■ DATA ENTRIES
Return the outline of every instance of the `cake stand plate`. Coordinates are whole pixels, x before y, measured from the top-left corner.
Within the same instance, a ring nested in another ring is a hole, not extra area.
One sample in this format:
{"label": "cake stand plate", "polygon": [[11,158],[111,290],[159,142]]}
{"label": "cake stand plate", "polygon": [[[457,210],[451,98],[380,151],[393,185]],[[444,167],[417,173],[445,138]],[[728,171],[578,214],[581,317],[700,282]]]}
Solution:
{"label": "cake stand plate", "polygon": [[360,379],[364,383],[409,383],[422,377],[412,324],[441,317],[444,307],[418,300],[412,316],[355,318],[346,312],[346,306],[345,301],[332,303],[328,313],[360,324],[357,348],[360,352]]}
--
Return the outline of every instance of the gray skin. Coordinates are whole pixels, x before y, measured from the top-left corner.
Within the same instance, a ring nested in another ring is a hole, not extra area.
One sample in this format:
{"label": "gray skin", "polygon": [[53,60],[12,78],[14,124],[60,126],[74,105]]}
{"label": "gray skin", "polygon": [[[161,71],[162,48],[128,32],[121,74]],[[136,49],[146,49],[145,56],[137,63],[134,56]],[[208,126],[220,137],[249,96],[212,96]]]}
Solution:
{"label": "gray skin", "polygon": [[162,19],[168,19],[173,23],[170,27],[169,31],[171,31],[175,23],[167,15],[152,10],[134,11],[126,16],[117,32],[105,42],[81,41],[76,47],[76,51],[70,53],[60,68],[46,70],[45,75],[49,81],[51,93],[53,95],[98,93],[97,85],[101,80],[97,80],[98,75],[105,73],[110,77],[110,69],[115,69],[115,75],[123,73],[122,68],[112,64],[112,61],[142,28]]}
==
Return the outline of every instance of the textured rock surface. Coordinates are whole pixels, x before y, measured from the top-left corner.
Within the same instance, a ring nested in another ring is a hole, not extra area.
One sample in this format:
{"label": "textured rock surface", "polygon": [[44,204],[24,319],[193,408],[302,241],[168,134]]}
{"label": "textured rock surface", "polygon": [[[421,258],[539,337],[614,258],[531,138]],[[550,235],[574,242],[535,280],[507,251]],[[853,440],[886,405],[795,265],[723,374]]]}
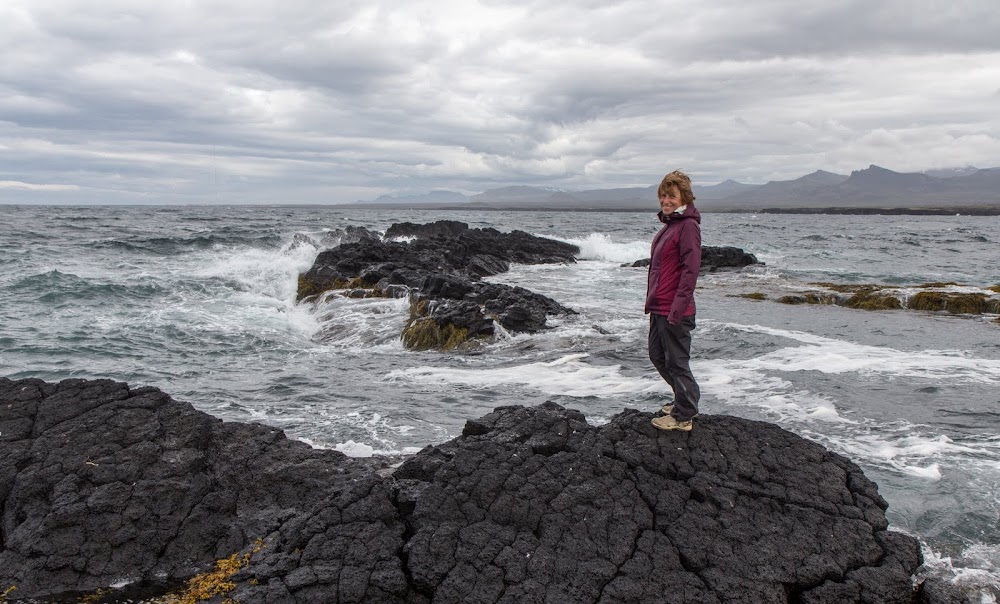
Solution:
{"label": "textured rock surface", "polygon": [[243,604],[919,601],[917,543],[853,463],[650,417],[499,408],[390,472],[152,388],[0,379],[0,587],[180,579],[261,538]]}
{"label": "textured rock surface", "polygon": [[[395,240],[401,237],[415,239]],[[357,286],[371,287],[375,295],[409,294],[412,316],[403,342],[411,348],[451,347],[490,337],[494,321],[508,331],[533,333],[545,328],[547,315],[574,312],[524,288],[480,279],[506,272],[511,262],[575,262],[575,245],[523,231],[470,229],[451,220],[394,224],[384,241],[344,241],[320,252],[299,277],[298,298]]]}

■ EXERCISE
Pick out every line in the data that contains the string "plate" and copy those lines unchanged.

■ CORRECT RESPONSE
Return the outline of every instance of the `cake stand plate`. Coordinates are whole pixels, x before y, measured from the top-left corner.
{"label": "cake stand plate", "polygon": [[11,158],[111,290],[159,142]]}
{"label": "cake stand plate", "polygon": [[[457,210],[451,98],[380,151],[393,185]],[[444,167],[417,173],[445,138]],[[728,171],[578,214],[581,317],[700,282]]]}
{"label": "cake stand plate", "polygon": [[360,379],[364,383],[409,383],[422,377],[412,324],[441,317],[444,307],[418,300],[412,316],[355,318],[346,312],[346,306],[345,301],[332,303],[328,313],[360,324],[357,348],[360,352]]}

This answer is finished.